[Stored data entries]
....................

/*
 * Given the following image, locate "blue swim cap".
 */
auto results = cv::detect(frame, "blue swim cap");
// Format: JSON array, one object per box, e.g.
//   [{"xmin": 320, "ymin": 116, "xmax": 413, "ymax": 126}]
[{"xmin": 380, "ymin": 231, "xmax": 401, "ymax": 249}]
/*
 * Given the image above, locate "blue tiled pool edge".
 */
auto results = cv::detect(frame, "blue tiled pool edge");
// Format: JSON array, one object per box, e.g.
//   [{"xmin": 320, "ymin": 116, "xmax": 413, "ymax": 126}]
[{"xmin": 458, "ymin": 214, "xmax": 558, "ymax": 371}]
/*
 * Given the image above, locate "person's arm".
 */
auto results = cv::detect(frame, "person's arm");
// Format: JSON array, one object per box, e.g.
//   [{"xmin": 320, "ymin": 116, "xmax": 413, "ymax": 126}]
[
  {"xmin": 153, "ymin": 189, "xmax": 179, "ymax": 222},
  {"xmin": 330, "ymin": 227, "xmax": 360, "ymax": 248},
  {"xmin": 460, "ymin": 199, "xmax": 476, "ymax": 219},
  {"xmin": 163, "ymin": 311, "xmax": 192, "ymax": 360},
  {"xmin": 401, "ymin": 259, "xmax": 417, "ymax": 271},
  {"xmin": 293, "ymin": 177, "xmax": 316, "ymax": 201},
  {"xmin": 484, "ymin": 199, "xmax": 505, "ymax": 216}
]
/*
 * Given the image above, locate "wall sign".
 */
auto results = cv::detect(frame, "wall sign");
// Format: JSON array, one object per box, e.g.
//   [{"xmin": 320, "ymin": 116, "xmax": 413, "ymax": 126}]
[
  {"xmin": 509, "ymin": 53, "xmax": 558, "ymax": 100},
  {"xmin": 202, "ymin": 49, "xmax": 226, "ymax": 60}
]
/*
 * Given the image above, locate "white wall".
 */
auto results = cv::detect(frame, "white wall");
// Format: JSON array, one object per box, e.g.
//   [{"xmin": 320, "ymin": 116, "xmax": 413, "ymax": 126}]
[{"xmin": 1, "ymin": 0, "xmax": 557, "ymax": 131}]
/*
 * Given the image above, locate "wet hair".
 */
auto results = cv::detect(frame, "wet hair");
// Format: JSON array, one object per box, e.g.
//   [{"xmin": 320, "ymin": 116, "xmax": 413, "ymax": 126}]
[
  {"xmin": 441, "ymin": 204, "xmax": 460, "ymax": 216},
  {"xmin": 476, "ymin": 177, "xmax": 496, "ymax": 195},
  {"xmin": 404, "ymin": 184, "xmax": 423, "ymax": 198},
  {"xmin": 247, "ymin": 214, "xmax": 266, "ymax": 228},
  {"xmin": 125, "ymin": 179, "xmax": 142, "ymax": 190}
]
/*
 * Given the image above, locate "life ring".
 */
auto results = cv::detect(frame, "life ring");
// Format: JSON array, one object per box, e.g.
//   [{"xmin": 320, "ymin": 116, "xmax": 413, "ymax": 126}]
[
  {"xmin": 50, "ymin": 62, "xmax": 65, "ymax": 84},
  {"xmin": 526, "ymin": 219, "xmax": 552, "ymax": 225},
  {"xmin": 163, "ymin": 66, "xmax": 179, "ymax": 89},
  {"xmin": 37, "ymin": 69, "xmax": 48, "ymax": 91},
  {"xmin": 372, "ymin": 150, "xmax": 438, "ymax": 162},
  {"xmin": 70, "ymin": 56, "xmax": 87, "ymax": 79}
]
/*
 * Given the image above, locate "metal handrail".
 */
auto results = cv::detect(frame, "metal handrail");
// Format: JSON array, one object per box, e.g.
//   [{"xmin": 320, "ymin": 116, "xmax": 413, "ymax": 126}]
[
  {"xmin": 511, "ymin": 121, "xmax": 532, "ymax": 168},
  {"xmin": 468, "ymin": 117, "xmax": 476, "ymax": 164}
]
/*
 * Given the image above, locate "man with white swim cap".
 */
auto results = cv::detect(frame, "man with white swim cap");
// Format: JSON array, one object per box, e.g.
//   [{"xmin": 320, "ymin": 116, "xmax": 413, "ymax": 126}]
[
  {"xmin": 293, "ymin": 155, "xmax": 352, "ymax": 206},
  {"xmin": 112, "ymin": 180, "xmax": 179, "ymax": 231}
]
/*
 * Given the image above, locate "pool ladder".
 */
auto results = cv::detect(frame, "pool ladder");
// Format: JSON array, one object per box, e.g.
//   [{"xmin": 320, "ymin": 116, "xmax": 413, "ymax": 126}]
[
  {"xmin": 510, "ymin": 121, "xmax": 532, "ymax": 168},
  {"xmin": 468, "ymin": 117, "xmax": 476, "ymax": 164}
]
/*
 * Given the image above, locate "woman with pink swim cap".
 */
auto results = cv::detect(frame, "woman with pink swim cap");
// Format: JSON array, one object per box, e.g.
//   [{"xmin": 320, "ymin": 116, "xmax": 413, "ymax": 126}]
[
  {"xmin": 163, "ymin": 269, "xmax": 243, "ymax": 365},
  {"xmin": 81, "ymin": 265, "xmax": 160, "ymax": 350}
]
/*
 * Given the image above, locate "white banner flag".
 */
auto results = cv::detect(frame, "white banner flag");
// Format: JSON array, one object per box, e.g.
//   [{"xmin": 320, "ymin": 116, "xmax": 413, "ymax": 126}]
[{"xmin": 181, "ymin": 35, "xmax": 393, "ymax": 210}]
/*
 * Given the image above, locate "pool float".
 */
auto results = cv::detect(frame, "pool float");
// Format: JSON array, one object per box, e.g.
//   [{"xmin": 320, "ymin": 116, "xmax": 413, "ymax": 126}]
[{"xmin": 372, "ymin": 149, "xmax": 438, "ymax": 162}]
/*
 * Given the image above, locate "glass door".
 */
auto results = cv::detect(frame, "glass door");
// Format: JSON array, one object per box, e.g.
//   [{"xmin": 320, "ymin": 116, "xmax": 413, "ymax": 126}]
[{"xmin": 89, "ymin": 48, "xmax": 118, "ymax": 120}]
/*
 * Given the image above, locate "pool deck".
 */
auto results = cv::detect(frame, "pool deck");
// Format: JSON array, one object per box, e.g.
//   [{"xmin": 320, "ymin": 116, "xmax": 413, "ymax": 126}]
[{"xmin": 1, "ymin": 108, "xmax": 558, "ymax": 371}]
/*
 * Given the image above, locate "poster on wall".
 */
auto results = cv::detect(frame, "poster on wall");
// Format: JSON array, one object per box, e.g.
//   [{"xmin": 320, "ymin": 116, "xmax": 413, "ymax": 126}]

....................

Line by line, copy the data above.

[EXERCISE RESPONSE]
/*
 * Given the following image, locate "blue swim cap".
 */
auto results = cv::detect(frame, "blue swim cap");
// Format: JSON array, one object per box, e.g.
//   [{"xmin": 320, "ymin": 116, "xmax": 413, "ymax": 126}]
[{"xmin": 380, "ymin": 231, "xmax": 401, "ymax": 249}]
/*
 * Given the image above, locate "blue tiled pool edge".
 */
auto results = cv::detect(frame, "blue tiled pool edge");
// Format: JSON array, one object per box, e.g.
//   [{"xmin": 320, "ymin": 116, "xmax": 413, "ymax": 126}]
[{"xmin": 458, "ymin": 214, "xmax": 558, "ymax": 371}]
/*
 * Given the image above, locate "person's arm".
 */
auto results = cv::detect(frame, "person's arm");
// Format: JSON array, one object per box, e.g.
//   [{"xmin": 320, "ymin": 116, "xmax": 413, "ymax": 126}]
[
  {"xmin": 153, "ymin": 189, "xmax": 179, "ymax": 222},
  {"xmin": 330, "ymin": 227, "xmax": 360, "ymax": 248},
  {"xmin": 460, "ymin": 199, "xmax": 476, "ymax": 219},
  {"xmin": 163, "ymin": 311, "xmax": 192, "ymax": 360},
  {"xmin": 401, "ymin": 259, "xmax": 417, "ymax": 271},
  {"xmin": 293, "ymin": 177, "xmax": 316, "ymax": 201},
  {"xmin": 484, "ymin": 199, "xmax": 505, "ymax": 216}
]
/*
 * Given the image above, locate "wall sign".
 */
auto results = cv::detect(frame, "wall sign");
// Format: JSON array, one object per box, e.g.
//   [{"xmin": 320, "ymin": 116, "xmax": 413, "ymax": 126}]
[
  {"xmin": 509, "ymin": 53, "xmax": 558, "ymax": 100},
  {"xmin": 202, "ymin": 49, "xmax": 226, "ymax": 60}
]
/*
 * Given the image above, locate "white wall".
 */
auto results = cv::detect(frame, "white wall");
// Format: JSON array, one object per box, e.g.
//   [{"xmin": 320, "ymin": 116, "xmax": 413, "ymax": 126}]
[{"xmin": 1, "ymin": 0, "xmax": 557, "ymax": 131}]
/*
 * Given the image above, locate "wet hair".
 */
auto results = cv::detect(frame, "wet hair");
// Format: JSON array, one object per box, e.g.
//   [{"xmin": 320, "ymin": 116, "xmax": 413, "ymax": 126}]
[
  {"xmin": 441, "ymin": 204, "xmax": 460, "ymax": 216},
  {"xmin": 476, "ymin": 177, "xmax": 496, "ymax": 195},
  {"xmin": 404, "ymin": 184, "xmax": 423, "ymax": 198},
  {"xmin": 247, "ymin": 214, "xmax": 266, "ymax": 228},
  {"xmin": 125, "ymin": 179, "xmax": 142, "ymax": 190}
]
/*
 * Given the image above, locate "life ring".
 */
auto results = cv::detect(frame, "life ring");
// Format: JSON array, one object per box, e.g.
//   [{"xmin": 320, "ymin": 116, "xmax": 413, "ymax": 126}]
[
  {"xmin": 50, "ymin": 62, "xmax": 65, "ymax": 84},
  {"xmin": 526, "ymin": 219, "xmax": 552, "ymax": 225},
  {"xmin": 163, "ymin": 66, "xmax": 179, "ymax": 89},
  {"xmin": 37, "ymin": 69, "xmax": 48, "ymax": 91},
  {"xmin": 372, "ymin": 150, "xmax": 438, "ymax": 162},
  {"xmin": 70, "ymin": 56, "xmax": 87, "ymax": 79}
]
/*
 * Given the image above, locate "metal handrail".
 */
auto results = cv::detect(frame, "metal handrail");
// Format: JSON array, one object per box, e.g.
//   [{"xmin": 320, "ymin": 116, "xmax": 413, "ymax": 126}]
[
  {"xmin": 511, "ymin": 121, "xmax": 532, "ymax": 168},
  {"xmin": 468, "ymin": 117, "xmax": 476, "ymax": 164}
]
/*
 * Given the image above, locate "man with white swim cap".
 */
auto results = cv::detect(frame, "man with white swim cap");
// Format: JSON array, one object per box, e.g.
//   [{"xmin": 320, "ymin": 116, "xmax": 413, "ymax": 126}]
[
  {"xmin": 293, "ymin": 155, "xmax": 352, "ymax": 206},
  {"xmin": 112, "ymin": 180, "xmax": 179, "ymax": 231}
]
/*
 * Given the image above, locate "pool ladder".
 */
auto results = cv::detect(frame, "pool ladder");
// Format: JSON array, one object per box, e.g.
//   [{"xmin": 320, "ymin": 116, "xmax": 413, "ymax": 126}]
[
  {"xmin": 510, "ymin": 121, "xmax": 532, "ymax": 168},
  {"xmin": 468, "ymin": 117, "xmax": 476, "ymax": 164}
]
/*
 * Given the image above, locate "woman with pink swim cap".
 */
auto results = cv::detect(frame, "woman with pink swim cap");
// Format: JSON array, one object per box, e.g.
//   [{"xmin": 320, "ymin": 116, "xmax": 413, "ymax": 126}]
[
  {"xmin": 163, "ymin": 269, "xmax": 243, "ymax": 365},
  {"xmin": 81, "ymin": 265, "xmax": 160, "ymax": 350}
]
/*
 * Given the image above, locate "white banner flag".
 */
auto results = cv::detect(frame, "white banner flag");
// Format: JSON array, one object per box, e.g.
//   [{"xmin": 320, "ymin": 116, "xmax": 413, "ymax": 126}]
[{"xmin": 181, "ymin": 35, "xmax": 393, "ymax": 210}]
/*
 * Given the image above, locate "pool float".
 */
auto results = cv::detect(frame, "pool float");
// Format: JSON array, one object per box, e.g.
//   [{"xmin": 320, "ymin": 116, "xmax": 413, "ymax": 126}]
[{"xmin": 372, "ymin": 149, "xmax": 438, "ymax": 162}]
/*
 * Given the image above, locate "glass door".
 */
auto results = cv::detect(frame, "glass door");
// Format: JSON array, one object per box, e.g.
//   [{"xmin": 320, "ymin": 116, "xmax": 413, "ymax": 126}]
[{"xmin": 89, "ymin": 48, "xmax": 118, "ymax": 120}]
/*
 * Given the image above, locate "pool deck".
 */
auto results = cv::detect(frame, "pool deck");
// Format: JSON array, one object per box, e.g.
//   [{"xmin": 320, "ymin": 116, "xmax": 413, "ymax": 126}]
[{"xmin": 1, "ymin": 108, "xmax": 558, "ymax": 371}]
/*
 * Given the image above, locate "poster on wall".
 */
auto results = cv::detect(frame, "poster on wall");
// Format: JSON array, one object per box, e.g.
//   [{"xmin": 320, "ymin": 116, "xmax": 413, "ymax": 126}]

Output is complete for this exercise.